• Data records:
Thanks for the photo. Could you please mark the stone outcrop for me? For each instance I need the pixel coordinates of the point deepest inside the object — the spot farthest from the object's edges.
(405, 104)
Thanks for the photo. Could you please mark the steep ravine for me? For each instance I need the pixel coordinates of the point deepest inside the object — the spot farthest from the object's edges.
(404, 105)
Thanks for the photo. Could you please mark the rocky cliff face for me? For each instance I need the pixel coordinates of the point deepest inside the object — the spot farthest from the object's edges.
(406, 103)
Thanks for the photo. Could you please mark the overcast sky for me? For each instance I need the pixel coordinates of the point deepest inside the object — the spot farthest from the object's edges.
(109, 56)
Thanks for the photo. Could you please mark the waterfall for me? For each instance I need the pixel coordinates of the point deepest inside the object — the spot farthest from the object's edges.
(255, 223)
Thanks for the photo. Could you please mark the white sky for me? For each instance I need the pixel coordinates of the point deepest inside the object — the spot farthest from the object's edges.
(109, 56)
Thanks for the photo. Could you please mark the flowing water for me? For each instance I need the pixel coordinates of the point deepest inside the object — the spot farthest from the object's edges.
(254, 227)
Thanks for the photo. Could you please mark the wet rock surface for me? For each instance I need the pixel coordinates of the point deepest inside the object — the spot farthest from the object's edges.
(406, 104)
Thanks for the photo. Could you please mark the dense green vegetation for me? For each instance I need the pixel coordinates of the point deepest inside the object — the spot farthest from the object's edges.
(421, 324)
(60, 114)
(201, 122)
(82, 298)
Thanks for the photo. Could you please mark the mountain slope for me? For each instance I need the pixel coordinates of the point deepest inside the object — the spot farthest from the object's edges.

• Description of the task: Nothing is to be altered; retype each entry exactly.

• Exercise output:
Thanks for the photo. Could you please mark the stone outcrop for me? For each instance I need the pixel coordinates of the point deepest inside the object — the spot farthest from the object's edges.
(405, 104)
Thanks for the photo. Could you please mark the steep ravine for me? For each instance I need the pixel coordinates of the point deepest inside the object — the spot farthest from the object's edges.
(404, 105)
Thanks for the photo. Could you please mark the rocky cliff face for me? For each instance I need the pixel coordinates of the point deepest inside the object — the spot farthest from the object's edges.
(406, 103)
Thanks for the photo. Could you please mark the overcast sky for me? For each instance I need the pixel coordinates of the point deepest inside the object — the spot farthest from the object's edges.
(109, 56)
Thanks for the photo. Could you please mark the waterfall for me? For each instance I need the pixel coordinates of the point deepest inside the object — the spot farthest from the object's edges.
(255, 223)
Thanks for the photo. Could you please mark the white sky for me? For each instance I need the pixel coordinates of the point deepest inside the object — the spot farthest from the object's edges.
(109, 56)
Thanks for the photo. Could you please mark the flowing water for me? For each instance I need the pixel coordinates of the point deepest inside the object — the spot farthest from the object's edges.
(254, 227)
Thanks for the photo. Could you please mark the wet rock surface for me? For each instance I need the pixel coordinates of the point deepest inside the object — the spot farthest from the object's edges.
(406, 104)
Thanks for the photo. Could you please mark the dense green vegetation for me? For each instance I need the pixel coordinates of the point deepest inside the object — the spot farthest from the object's edges.
(421, 324)
(60, 114)
(201, 122)
(82, 298)
Thanks for the photo. Could you please mark the mountain slope for me? For each instance I need the pixel coordinates of the point deepest inside the object — the spot farthest from the object's edges.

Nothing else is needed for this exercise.